Practice breast 'self-awareness' to better detect breast cancer

Practice breast 'self-awareness' to better detect breast cancer
There are updated recommendations for when, and how often, to get mammograms. (Source: WALB)
Dorothy Dickey, R.N., Phoebe Carlton Breast Health Center. (Source: WALB)
Dorothy Dickey, R.N., Phoebe Carlton Breast Health Center. (Source: WALB)

It's Breast Cancer Awareness month and breast health specialists say focusing on the "awareness" part is critical.

Screening for breast cancer can help detect it earlier.

The CDC recommends women age 50 to 74 get mammograms every two years.

Younger women between the ages of 40 to 49 should consult with their doctors to determine how often to get mammograms.

But, what women do at home also helps detect breast cancer, more than a single, monthly self-breast exam.

"What it has gone to is more of a breast self awareness. And, it is really easy to do when you are in the shower especially because your skin is slick, you have soap, and you can run your fingers easily over your breasts and see if there are any differences," said Phoebe Carlton Breast Health Center's Breast Health Navigator, Dorothy Dickey, R.N.

Dickey said if you notice any changes in your breast, talk to your health care provider.

She said it doesn't have to be a lump, it can be very slight changes.

According to the Southwest Georgia Public Health District, some warning signs for breast cancer include:

  • A new lump in the breast or underarm
  • Thickening or swelling of a part of the breast
  • Irritation or dimpling of breast skin
  • Redness or flaky skin in the nipple area or the breast
  • Pulling in of the nipple or pain in the nipple area
  • Nipple discharge other than breast milk, including blood
  • Any change in the size or the shape of the breast
  • Pain in any area of the breast.

But, it's important to note that sometimes there are no warning signs.

Breast cancer is the most common cancer among women in the United States.

┄┄┄┄┄┄

### STUDY QUESTIONS:
(a) Please echo the breast self-awareness article, starting with "The CDC recommends" and going on through "very slight changes.".
(b) Decide whether each statement agrees with the breast self-awareness article, answering yes or no with the deciding words quoted: (i) The CDC recommends yearly mammograms for women age 50 to 74. (ii) Dickey said a change worth raising with a provider need not be a lump. (iii) The article lists nipple discharge other than breast milk as a warning sign.
The lines that come next are separate material from the breast self-awareness article.

┄┄┄┄┄┄

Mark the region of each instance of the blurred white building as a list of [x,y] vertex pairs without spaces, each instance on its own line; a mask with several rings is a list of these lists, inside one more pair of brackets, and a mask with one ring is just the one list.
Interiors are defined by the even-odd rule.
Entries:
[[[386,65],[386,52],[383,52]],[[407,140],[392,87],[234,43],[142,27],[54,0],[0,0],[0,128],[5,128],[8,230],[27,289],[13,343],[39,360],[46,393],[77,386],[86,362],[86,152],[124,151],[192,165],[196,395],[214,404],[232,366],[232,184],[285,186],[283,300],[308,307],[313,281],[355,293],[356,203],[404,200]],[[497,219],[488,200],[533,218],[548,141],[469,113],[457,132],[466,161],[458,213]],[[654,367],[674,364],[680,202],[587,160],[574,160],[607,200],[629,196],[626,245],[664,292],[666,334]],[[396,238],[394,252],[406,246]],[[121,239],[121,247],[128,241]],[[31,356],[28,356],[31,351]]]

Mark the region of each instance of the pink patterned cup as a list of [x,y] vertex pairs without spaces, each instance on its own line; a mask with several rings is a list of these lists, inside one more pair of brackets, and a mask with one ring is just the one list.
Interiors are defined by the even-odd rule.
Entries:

┄┄┄┄┄┄

### SOLUTIONS TO EACH TASK:
(a)
The CDC recommends women age 50 to 74 get mammograms every two years.

Younger women between the ages of 40 to 49 should consult with their doctors to determine how often to get mammograms.

But, what women do at home also helps detect breast cancer, more than a single, monthly self-breast exam.

"What it has gone to is more of a breast self awareness. And, it is really easy to do when you are in the shower especially because your skin is slick, you have soap, and you can run your fingers easily over your breasts and see if there are any differences," said Phoebe Carlton Breast Health Center's Breast Health Navigator, Dorothy Dickey, R.N.

Dickey said if you notice any changes in your breast, talk to your health care provider.

She said it doesn't have to be a lump, it can be very slight changes.

(b)
(i) No: "The CDC recommends women age 50 to 74 get mammograms every two years."
(ii) Yes: "She said it doesn't have to be a lump, it can be very slight changes."
(iii) Yes: "Nipple discharge other than breast milk, including blood"